→ Task details: The answer should consist solely of the lines from the first one below through the line containing "find the dormer window", copied exactly.

=-=-=

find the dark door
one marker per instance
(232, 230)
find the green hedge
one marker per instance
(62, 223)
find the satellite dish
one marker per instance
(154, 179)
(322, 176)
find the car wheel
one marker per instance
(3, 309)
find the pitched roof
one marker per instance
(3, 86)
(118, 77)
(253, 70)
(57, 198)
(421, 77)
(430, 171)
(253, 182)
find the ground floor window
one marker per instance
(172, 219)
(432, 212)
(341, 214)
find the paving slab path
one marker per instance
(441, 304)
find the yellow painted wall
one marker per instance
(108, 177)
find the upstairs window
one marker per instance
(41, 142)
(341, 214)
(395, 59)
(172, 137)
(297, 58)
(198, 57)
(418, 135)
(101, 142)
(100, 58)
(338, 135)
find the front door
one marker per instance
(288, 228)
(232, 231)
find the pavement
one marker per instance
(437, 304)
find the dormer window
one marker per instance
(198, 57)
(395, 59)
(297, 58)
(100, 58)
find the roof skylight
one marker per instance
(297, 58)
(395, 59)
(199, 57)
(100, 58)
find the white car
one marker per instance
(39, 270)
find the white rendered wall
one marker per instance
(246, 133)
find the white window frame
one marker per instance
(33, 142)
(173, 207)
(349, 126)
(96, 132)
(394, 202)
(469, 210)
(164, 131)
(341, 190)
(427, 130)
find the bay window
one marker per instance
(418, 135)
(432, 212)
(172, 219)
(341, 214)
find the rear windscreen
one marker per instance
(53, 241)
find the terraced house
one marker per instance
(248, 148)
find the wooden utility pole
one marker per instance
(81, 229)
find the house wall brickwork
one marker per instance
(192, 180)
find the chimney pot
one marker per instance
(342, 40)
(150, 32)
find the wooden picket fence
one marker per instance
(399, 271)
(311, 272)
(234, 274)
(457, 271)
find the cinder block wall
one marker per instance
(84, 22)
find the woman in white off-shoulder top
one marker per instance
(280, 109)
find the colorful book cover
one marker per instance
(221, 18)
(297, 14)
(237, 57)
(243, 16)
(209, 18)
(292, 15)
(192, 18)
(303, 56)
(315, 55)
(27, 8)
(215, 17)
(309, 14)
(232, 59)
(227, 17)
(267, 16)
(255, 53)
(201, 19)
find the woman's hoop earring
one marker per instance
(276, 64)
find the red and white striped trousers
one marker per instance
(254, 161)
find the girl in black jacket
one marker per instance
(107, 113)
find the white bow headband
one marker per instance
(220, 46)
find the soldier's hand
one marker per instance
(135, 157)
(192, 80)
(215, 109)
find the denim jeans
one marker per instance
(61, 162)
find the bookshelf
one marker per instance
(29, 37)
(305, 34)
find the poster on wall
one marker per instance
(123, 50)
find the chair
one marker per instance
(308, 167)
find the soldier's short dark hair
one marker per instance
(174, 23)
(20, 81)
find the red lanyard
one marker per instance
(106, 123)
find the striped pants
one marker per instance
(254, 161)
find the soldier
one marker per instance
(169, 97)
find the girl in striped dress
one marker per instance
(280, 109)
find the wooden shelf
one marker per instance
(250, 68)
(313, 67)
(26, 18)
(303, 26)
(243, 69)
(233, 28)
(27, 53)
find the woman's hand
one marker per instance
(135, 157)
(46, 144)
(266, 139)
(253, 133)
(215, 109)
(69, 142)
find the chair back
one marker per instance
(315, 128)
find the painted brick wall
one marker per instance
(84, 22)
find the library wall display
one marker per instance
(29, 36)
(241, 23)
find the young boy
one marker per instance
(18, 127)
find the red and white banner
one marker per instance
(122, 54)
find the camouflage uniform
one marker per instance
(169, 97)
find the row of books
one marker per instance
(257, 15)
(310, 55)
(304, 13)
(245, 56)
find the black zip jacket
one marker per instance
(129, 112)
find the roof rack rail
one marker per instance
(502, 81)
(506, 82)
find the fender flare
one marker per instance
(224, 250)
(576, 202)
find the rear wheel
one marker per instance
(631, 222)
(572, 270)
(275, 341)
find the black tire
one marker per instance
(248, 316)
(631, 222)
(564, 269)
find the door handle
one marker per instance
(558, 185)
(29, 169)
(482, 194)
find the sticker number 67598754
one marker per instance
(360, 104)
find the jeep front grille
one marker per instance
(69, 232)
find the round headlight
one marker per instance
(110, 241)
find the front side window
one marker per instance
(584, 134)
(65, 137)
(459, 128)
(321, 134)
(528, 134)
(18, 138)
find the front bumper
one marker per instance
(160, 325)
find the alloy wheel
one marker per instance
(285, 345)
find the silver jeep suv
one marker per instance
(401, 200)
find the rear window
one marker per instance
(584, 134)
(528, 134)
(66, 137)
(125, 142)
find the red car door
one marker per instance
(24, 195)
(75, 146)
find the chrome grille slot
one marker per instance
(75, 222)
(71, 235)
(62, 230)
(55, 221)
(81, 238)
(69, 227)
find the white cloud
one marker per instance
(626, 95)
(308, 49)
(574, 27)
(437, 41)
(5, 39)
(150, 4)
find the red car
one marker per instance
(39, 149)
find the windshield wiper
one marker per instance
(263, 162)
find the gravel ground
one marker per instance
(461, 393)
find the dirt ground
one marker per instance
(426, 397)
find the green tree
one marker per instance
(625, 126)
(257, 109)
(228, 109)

=-=-=

→ Exercise solution:
find the dark door
one marker per instance
(232, 230)
find the green hedge
one marker per instance
(62, 223)
find the satellite dish
one marker per instance
(154, 179)
(322, 176)
find the car wheel
one marker per instance
(3, 309)
find the pitched roof
one marker per instance
(3, 86)
(118, 77)
(253, 70)
(57, 198)
(421, 77)
(430, 171)
(253, 182)
find the ground floor window
one marker per instance
(172, 219)
(432, 212)
(341, 214)
find the paving slab path
one marker per instance
(441, 304)
find the yellow painted wall
one marker per instance
(108, 177)
find the upstairs window
one marker per instance
(41, 142)
(341, 214)
(395, 59)
(172, 137)
(297, 58)
(198, 57)
(418, 135)
(101, 142)
(100, 58)
(338, 135)
find the front door
one marker per instance
(288, 228)
(232, 231)
find the pavement
one marker per instance
(437, 304)
find the dormer window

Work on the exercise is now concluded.